*DATASET RECORDS*:
◆ ◆ ◆

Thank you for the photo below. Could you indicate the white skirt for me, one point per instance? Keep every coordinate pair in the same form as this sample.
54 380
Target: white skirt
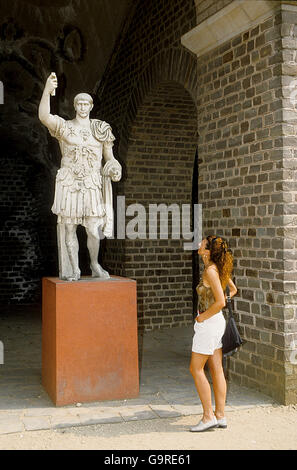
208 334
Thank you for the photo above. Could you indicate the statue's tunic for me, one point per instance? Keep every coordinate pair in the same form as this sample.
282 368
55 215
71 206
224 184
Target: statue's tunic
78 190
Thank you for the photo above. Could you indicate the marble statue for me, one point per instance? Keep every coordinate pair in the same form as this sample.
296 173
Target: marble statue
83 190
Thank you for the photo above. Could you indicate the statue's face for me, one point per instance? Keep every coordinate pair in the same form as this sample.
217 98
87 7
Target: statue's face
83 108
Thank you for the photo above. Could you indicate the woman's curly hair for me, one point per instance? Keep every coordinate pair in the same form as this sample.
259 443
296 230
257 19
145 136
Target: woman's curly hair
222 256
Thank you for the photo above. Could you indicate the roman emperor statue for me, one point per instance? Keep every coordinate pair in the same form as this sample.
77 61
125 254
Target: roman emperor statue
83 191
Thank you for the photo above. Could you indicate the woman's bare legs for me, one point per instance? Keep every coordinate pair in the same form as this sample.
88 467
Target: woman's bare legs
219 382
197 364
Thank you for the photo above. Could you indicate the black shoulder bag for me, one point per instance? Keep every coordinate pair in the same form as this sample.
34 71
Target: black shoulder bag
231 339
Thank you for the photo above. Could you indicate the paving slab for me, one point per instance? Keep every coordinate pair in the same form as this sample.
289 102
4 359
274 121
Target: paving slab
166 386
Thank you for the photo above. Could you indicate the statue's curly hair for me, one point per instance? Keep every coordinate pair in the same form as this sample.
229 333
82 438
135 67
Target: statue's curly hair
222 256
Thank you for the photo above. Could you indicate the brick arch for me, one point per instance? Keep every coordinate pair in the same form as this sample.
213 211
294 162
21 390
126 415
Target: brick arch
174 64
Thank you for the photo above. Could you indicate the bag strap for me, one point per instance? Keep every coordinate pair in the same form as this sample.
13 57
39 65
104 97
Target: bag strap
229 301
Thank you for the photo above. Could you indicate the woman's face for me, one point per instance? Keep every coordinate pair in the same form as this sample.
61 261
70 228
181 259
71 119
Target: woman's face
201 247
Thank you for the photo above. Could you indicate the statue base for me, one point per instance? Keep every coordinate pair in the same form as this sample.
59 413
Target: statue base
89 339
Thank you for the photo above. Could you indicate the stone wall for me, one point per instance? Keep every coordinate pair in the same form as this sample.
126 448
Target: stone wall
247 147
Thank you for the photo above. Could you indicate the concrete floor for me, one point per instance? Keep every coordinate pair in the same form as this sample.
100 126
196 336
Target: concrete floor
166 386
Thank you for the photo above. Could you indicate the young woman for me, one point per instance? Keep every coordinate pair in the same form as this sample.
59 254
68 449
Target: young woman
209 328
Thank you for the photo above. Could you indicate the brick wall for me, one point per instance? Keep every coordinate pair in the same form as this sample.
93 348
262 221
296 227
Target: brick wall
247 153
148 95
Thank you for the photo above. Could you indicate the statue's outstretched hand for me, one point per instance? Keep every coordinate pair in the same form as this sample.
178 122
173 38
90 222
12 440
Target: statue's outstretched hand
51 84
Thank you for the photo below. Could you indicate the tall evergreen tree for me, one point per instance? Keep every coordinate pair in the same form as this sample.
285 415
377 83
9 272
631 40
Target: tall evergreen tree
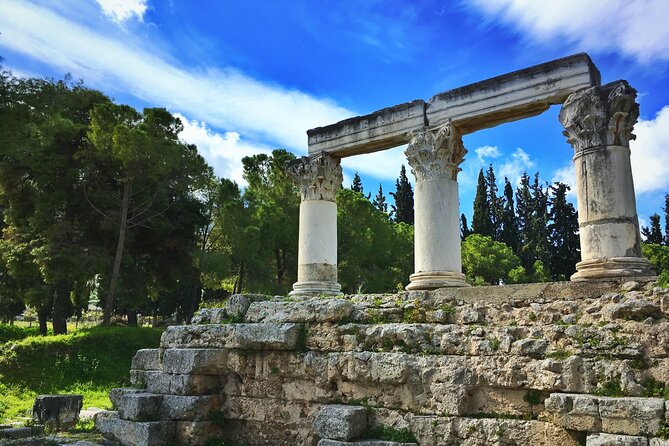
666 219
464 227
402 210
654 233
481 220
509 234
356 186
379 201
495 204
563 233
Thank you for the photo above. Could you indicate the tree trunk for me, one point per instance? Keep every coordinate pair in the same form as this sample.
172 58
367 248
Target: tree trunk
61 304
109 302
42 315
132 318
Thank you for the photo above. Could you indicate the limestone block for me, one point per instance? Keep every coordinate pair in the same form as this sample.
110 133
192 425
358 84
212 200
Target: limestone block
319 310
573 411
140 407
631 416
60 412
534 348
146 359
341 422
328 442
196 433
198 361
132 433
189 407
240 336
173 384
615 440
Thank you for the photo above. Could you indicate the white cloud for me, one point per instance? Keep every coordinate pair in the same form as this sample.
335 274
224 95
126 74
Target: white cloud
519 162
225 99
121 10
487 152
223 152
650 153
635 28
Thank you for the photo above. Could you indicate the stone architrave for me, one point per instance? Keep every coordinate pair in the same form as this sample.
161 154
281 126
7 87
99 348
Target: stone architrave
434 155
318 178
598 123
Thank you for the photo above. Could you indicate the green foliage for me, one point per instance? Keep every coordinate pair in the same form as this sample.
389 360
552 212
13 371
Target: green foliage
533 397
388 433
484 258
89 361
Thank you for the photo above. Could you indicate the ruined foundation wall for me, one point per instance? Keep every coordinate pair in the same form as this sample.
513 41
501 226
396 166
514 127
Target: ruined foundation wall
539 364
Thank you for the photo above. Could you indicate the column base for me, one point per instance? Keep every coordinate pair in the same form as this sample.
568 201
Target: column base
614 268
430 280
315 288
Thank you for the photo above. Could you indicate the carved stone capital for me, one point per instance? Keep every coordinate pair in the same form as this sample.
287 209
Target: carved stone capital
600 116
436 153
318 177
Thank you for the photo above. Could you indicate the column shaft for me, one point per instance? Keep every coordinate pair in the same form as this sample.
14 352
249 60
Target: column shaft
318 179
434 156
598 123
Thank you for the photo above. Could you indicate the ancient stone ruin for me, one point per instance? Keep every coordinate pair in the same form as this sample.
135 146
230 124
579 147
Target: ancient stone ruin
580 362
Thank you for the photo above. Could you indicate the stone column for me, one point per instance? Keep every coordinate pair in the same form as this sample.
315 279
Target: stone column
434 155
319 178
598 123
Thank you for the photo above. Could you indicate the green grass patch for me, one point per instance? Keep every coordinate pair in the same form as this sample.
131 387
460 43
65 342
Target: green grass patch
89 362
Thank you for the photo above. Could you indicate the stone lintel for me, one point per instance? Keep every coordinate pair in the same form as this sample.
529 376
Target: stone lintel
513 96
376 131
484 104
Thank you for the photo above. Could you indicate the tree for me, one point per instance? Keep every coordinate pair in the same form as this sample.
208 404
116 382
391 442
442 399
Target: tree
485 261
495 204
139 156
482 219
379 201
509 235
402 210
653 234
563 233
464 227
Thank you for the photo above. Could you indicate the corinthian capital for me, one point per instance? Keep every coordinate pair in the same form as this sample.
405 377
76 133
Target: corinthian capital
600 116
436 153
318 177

◆ ◆ ◆

*DESCRIPTION OF THE TASK*: Your answer should consist only of the lines from the one with "Thank you for the photo above. Could you indicate the carved" through the end of the data above, reproduced exactly.

*FINISHED ANSWER*:
Thank you for the photo above. Could you indicate the carved stone capital for me, one point per instance? Keep every coordinate pair in the same form as this sample.
287 209
Target: carved stone capital
600 116
436 153
318 177
Thank you for the photo above. Could you indicate the column shaft for me, one point per instance? Keep every coordinate pair in the same form as this sample.
14 352
249 60
Target: column shaft
318 179
434 156
598 123
Thank you for the photo above. Could you indicate the ancient stone ruin for me, one point per instance? Keep every coordinate pair in the same form as this sample.
135 146
230 124
579 147
Target: ancient stone ruin
580 362
Thank you for the photo above. Could you indicate the stone column for me, one point per instance? Keep every coordinate pair in the same form as this sample.
315 279
Target: stone column
434 155
319 178
598 123
Thank you for the photo above. Could you indicate the green grass patch for me, one point per instance? Keep every coordinate pair in the same form as this sample.
131 387
460 43
65 342
Target: green grass patch
89 362
Thank you for the photo above. Could you indicate the stone lintel for me, one point per instance? Keep every coordinate pair in the same form as this sample.
529 376
Target: stone lintel
513 96
376 131
484 104
Thank you for the photo above. Could you indicate the tree for me, one point per instance? Keep every coordinate pair in the same form as this sample.
208 404
116 382
391 442
442 399
Target: tree
485 261
495 204
139 156
482 219
379 201
509 235
402 210
653 234
563 233
464 227
Thank you for the photo above. Could you indicate the corinthian capital for me, one point per instance? Keep every coordinate pair in the same form as this sample.
405 377
76 133
Target: corinthian capital
600 116
436 153
318 177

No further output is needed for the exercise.